+++ Passage given +++
Operators who were on duty during the event incorrectly performed the verification of RCP seal injection prior to opening FCV-626. Operators did not verify that adequate seal injection existed by review of diverse indications. The operators indicated during interviews that they verified that a charging pump was running prior to re-opening FCV-626. They specifically indicated that thermally shocking the RCP seals was not a concern with a charging pump running. At the time that FCV-626 was re-opened, CCW had not been flowing to the thermal barrier heat exchanger for 39 minutes and seal injection had been inadequate for 10 to 15 minutes coincident with no thermal barrier cooling. Inspectors considered this information when performing the review of licensee procedures that were used during the event. URIs05000261/2010009-01, Monitoring of Plant Parameters and Alarms, and 05000261/2010009-03, Utilization of Operators During Events Requiring Use of Concurrent Procedures will inspect the operator performance aspects discussed above.

Inspectors subsequently identified that Path-1 only explicitly required the operators to verify that a charging pump was running for making the determination that adequate seal injection existed. Inspectors also identified that the Path-1 background document supported the incorrect assumption that a charging pump running was satisfactory indication that adequate seal injection flow existed. Operators, during the March 28, 2010, event, literally complied with the procedure step for verifying that a charging pump was operating when making the determination that they had adequate seal injection, but they did not comply with the intent of the step in that they did not verify that adequate seal cooling had been maintained.

Analysis:

The failure to establish and maintain an emergency procedure that would ensure adequate reactor coolant pump seal cooling, preventing seal degradation and a possible seal LOCA was a performance deficiency. The finding was more-than minor because it is associated with the Initiating Events Cornerstone and affected the cornerstone objective to limit the likelihood of those events that upset plant stability and challenge critical safety functions during shutdown as well as power operations, specifically a loss of seal cooling to prevent the initiation of an RCP seal loss of coolant accident (LOCA). Using Manual Chapter Attachment 0609.04, "Phase 1 - Initial Screening and Characterization of Findings," the inspectors determined the finding required a Phase 2 analysis because the finding could result in RCS leakage exceeding Technical Specification limits. The Phase 2 analysis determined that this finding was potentially greater than green; therefore, a Phase 3 analysis is required by a regional senior reactor analyst due to an increase in the likelihood of an RCP seal LOCA. The significance of this finding is designated as To Be Determined (TBD) until the safety characterization has been completed. The cause of this finding had a cross-cutting aspect of Documentation, Procedures, and Component Labeling, in the Resources component of the cross-cutting area of Human Performance, in that the licensee failed to ensure procedures for emergency operations were adequate to assure nuclear safety.

(H.2(c)).
+++ Material +++
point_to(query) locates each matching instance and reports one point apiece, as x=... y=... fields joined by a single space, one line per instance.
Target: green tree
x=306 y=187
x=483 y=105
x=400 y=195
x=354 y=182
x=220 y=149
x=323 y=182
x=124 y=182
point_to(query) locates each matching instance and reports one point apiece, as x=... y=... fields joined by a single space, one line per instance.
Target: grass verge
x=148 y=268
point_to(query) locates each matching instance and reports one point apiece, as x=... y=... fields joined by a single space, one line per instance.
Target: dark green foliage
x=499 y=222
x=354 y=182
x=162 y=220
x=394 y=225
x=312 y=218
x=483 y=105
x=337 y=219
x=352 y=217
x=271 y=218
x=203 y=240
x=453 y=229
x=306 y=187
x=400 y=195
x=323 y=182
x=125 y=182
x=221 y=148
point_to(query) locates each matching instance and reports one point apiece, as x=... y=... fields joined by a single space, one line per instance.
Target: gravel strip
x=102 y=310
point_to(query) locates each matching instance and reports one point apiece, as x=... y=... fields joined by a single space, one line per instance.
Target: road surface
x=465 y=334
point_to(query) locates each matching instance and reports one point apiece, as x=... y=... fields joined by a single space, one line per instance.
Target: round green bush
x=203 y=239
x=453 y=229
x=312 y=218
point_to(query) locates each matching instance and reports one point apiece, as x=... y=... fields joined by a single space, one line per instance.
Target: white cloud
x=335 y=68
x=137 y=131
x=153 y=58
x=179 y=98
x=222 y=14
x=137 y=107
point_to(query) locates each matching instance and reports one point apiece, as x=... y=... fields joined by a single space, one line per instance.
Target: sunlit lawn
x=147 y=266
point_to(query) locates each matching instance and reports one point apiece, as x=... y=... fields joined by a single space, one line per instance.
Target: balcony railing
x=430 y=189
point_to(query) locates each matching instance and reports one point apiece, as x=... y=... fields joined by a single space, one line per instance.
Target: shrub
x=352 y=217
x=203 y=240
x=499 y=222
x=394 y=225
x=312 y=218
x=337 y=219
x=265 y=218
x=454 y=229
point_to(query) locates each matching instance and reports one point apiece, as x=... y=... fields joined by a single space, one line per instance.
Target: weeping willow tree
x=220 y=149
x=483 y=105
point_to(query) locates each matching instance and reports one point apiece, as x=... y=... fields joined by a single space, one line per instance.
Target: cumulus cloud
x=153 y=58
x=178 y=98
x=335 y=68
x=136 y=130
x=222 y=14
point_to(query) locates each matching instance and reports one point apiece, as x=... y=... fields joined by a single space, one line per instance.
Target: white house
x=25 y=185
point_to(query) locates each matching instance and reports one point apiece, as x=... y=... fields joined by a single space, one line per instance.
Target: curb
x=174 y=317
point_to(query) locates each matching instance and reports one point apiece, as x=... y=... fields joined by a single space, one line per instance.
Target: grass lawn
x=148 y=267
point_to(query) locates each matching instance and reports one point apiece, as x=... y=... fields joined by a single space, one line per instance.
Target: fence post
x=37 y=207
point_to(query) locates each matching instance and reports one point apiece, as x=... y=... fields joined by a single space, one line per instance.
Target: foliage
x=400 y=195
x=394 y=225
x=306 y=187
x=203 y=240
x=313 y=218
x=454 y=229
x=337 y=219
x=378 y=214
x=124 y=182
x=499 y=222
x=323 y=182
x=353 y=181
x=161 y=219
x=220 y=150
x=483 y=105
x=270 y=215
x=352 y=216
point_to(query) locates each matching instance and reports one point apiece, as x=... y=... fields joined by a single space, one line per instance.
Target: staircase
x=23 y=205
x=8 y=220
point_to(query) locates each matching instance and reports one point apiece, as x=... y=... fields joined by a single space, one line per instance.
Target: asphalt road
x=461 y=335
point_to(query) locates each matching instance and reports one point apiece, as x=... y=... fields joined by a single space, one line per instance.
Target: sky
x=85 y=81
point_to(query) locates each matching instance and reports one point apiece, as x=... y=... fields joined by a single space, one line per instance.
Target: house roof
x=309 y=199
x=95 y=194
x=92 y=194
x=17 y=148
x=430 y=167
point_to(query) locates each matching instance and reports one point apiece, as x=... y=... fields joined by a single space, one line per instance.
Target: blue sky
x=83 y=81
+++
* Jobs
(a) From the passage on reactor coolant pump seal injection, write out the text between "Inspectors subsequently identified" and "had been maintained.", inclusive.
(b) Answer these questions from the passage on reactor coolant pump seal injection:
(i) For how many minutes had CCW not been flowing to the thermal barrier heat exchanger when FCV-626 was re-opened?
(ii) On what date did the event occur?
(iii) How is the significance of the finding designated until the safety characterization has been completed?

* Solved tasks
(a)
Inspectors subsequently identified that Path-1 only explicitly required the operators to verify that a charging pump was running for making the determination that adequate seal injection existed. Inspectors also identified that the Path-1 background document supported the incorrect assumption that a charging pump running was satisfactory indication that adequate seal injection flow existed. Operators, during the March 28, 2010, event, literally complied with the procedure step for verifying that a charging pump was operating when making the determination that they had adequate seal injection, but they did not comply with the intent of the step in that they did not verify that adequate seal cooling had been maintained.

(b)
(i) 39 minutes.
(ii) March 28, 2010.
(iii) To Be Determined (TBD).